____ Texto selecionado
Publicado no Boletim Internacional de Desenvolvimento Local Sustentável nº 34
Circulam muitos mitos sobre a questão e é necessário chamar à atenção para os limites do micro crédito. A quase unanimidade em torno das supostas virtudes do micro crédito é tão forte que parece sacrilégio interrogarmo-nos sobre as razões pelas quais o Comité norueguês do Nobel atribuiu o seu prémio a Muhammad Yunus e ao Grameen Bank.
Após um período de euforia, a decepção arrisca-se a lançar um anátema sobre uma técnica que, aplicada com moderação em circunstâncias locais oportunas e com métodos de acompanhamento apropriados, revela alguma eficácia.
Para dar resposta às necessidades do planeta, seria necessário uma mudança mais importante e uma vontade bem mais forte do que estes pequenos empréstimos. Hoje, a micro finança não se limita apenas ao micro crédito. Uma poupança segura é, muitas vezes, um serviço mais importante que o crédito. As transferências financeiras para emigrantes e os micro seguros desenvolvem-se. Mas onde existem carências de hospitais, médicos e medicamentos, os micro seguros não vão fazê-los aparecer por milagre, pelo simples efeito da procura. Propor serviços que não existem é mais desajustamento que eficaz. As necessidades de água, de educação, de saúde, de transportes são, para os pobres, as necessidades mais urgentes a resolver.
________
____ Informação extraída
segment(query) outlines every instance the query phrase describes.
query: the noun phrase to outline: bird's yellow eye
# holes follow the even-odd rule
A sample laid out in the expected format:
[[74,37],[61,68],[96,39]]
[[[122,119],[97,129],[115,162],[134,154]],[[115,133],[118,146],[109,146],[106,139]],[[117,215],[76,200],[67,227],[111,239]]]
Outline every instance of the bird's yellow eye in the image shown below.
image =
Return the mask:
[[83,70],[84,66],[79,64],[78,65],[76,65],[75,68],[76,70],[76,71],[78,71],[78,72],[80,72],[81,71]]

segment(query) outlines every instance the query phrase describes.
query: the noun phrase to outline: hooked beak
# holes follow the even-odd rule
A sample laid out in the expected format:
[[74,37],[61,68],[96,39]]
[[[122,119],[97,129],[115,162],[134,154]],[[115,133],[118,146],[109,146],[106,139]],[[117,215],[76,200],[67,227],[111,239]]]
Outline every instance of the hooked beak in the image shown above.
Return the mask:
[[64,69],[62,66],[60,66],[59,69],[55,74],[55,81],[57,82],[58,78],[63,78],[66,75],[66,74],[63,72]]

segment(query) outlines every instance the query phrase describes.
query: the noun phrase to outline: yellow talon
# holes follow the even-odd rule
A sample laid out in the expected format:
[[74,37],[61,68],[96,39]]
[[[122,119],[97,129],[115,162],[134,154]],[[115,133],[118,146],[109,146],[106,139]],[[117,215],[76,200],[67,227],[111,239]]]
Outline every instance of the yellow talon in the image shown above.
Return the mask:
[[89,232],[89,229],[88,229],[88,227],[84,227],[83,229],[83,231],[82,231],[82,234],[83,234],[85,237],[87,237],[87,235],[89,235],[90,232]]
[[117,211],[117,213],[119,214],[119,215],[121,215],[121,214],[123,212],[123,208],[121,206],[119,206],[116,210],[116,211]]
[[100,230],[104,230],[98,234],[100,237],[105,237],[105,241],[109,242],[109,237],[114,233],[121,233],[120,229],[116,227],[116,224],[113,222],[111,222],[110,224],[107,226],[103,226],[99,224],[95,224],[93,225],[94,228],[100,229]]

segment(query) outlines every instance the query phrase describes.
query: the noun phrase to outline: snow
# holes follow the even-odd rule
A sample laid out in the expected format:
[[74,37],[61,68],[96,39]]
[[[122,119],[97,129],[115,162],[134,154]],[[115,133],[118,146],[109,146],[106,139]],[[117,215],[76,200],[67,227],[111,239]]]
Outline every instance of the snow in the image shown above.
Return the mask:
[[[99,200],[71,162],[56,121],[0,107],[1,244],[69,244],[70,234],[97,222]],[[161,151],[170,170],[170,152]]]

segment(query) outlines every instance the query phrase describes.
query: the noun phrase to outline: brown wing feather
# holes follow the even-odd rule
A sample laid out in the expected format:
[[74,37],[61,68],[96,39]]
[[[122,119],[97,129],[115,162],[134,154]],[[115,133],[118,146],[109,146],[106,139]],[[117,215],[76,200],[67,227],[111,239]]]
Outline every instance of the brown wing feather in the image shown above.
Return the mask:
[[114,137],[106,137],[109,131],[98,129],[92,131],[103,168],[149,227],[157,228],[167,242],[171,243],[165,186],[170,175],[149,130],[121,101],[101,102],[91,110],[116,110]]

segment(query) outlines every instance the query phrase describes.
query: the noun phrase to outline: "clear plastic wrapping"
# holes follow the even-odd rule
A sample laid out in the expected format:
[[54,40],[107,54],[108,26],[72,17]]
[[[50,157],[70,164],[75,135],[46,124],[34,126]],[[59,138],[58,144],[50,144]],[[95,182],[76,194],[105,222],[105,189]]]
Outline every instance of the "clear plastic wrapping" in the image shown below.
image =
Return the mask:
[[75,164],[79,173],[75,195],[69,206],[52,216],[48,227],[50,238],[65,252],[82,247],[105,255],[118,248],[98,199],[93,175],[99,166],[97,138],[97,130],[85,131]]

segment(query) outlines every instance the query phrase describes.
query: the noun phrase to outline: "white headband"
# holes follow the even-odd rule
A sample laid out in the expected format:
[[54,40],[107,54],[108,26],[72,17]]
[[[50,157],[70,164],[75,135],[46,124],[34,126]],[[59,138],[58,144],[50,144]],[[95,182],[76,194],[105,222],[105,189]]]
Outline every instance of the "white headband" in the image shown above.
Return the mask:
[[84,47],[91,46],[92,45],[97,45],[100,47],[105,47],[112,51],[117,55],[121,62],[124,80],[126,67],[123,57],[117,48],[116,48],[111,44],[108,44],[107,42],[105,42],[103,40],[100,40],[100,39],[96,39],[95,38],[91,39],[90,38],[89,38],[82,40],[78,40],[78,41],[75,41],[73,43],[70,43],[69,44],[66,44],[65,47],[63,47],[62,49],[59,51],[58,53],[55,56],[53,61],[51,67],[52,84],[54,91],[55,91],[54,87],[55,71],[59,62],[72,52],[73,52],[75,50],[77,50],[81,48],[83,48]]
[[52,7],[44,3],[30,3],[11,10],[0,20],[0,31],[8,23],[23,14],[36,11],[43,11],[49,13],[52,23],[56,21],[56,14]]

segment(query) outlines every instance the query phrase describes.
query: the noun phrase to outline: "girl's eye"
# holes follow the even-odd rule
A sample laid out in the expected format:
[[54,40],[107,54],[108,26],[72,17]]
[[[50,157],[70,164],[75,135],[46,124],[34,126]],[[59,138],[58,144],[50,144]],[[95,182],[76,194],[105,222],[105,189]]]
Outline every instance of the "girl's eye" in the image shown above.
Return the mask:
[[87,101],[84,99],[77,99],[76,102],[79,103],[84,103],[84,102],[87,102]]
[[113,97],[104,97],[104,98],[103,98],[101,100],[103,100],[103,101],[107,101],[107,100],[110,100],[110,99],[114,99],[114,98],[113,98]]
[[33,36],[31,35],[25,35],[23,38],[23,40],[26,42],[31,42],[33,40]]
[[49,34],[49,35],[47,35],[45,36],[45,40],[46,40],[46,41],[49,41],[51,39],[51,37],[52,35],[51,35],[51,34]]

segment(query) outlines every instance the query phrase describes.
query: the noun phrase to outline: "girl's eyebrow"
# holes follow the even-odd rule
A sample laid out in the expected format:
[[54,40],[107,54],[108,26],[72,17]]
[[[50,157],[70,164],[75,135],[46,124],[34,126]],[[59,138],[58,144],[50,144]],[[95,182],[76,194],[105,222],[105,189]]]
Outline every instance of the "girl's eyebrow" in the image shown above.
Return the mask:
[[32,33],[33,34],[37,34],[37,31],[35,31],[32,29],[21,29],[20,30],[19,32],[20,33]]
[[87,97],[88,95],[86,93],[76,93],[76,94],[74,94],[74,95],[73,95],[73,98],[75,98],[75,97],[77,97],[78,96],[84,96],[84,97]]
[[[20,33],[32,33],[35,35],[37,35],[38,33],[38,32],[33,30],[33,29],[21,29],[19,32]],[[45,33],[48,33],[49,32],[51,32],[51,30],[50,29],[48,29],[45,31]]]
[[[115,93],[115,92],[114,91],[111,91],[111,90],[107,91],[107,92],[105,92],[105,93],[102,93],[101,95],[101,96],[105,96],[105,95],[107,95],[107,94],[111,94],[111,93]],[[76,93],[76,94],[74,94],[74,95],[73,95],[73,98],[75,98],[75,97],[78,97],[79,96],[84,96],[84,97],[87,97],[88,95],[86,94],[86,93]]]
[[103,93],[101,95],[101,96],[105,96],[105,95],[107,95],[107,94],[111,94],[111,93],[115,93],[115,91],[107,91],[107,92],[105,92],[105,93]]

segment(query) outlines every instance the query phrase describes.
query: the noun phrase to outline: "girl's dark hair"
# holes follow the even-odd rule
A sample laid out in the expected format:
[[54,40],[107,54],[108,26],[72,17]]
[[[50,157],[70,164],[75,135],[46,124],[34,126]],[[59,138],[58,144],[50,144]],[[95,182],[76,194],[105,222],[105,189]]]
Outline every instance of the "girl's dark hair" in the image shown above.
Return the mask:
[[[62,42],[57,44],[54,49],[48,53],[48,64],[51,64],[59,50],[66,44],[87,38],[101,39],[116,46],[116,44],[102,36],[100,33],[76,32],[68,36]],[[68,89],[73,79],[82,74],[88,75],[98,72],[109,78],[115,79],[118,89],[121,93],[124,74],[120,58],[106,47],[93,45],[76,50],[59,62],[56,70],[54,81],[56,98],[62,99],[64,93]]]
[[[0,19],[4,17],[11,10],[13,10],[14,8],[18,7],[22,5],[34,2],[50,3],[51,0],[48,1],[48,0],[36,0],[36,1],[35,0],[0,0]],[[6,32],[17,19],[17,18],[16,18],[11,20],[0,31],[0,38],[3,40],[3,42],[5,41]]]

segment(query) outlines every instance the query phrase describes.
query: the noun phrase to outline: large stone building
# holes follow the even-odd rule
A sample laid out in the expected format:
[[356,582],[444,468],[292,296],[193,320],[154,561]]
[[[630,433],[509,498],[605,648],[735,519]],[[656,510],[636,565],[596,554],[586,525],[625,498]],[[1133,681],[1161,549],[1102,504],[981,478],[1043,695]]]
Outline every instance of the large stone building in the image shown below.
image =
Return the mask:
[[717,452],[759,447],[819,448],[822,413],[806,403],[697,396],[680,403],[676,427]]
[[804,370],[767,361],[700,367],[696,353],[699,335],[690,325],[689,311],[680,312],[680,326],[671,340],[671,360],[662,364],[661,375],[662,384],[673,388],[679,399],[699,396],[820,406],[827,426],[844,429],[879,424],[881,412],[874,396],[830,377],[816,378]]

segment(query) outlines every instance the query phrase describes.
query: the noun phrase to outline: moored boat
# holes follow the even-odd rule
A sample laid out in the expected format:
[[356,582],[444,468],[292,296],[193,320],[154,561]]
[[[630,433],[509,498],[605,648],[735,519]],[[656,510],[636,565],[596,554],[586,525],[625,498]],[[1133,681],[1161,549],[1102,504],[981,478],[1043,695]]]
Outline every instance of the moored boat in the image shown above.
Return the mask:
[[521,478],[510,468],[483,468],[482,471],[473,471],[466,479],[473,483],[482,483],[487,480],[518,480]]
________
## Tarefas a realizar
1. No texto sobre o micro crédito, substitua "euforia" por "entusiasmo" no trecho que vai de "Publicado no Boletim" a "revela alguma eficácia." e escreva-o de novo.
2. Escreva a parte seguinte do texto sobre o micro crédito, a começar depois da última frase apresentada.
As linhas são material à parte, sem ligação ao texto.

## Respostas
1.
Publicado no Boletim Internacional de Desenvolvimento Local Sustentável nº 34
Circulam muitos mitos sobre a questão e é necessário chamar à atenção para os limites do micro crédito. A quase unanimidade em torno das supostas virtudes do micro crédito é tão forte que parece sacrilégio interrogarmo-nos sobre as razões pelas quais o Comité norueguês do Nobel atribuiu o seu prémio a Muhammad Yunus e ao Grameen Bank.
Após um período de entusiasmo, a decepção arrisca-se a lançar um anátema sobre uma técnica que, aplicada com moderação em circunstâncias locais oportunas e com métodos de acompanhamento apropriados, revela alguma eficácia.

2.
Um erro normal é dizer que Muhammad Yunus foi o primeiro a praticar o micro crédito, já que as primeiras iniciativas provêem principalmente de activistas cristãos da América latina. Um outro erro seria considerar que o Grameen Bank se guia apenas por modelos de empréstimos solidários a pequenos grupos, depois de uma forte crise provocada por reembolsos não pagos, o que o levou, em 2002, a promover os empréstimos individuais. Um terceiro erro é o de pensar que o micro crédito se dirige aos mais pobres dos pobres. Os condicionalismos exercidos pelas cooperações multilaterais e bilaterais levaram-nos a virarem-se para clientelas cada vez menos pobres. Entre 7000 e 10000 instituições de micro crédito recenseadas, só uma centena pode aspirar a ter uma clientela pobre e serem autónomas, cobrindo os seus custos com a actividade. Há, se bem que em número limitado, oportunidades reconhecidas para certos fundos de risco elevado, investimentos éticos ou de participação (…) No Peru, instituições de micro crédito emprestam a 5% ao mês mas não atendem, no essencial, senão as populações abaixo da linha de pobreza nas zonas urbanas, deixando para ONG subvencionadas a intervenção nas zonas rurais de grande pobreza e onde a densidade populacional é baixa e o analfabetismo elevado.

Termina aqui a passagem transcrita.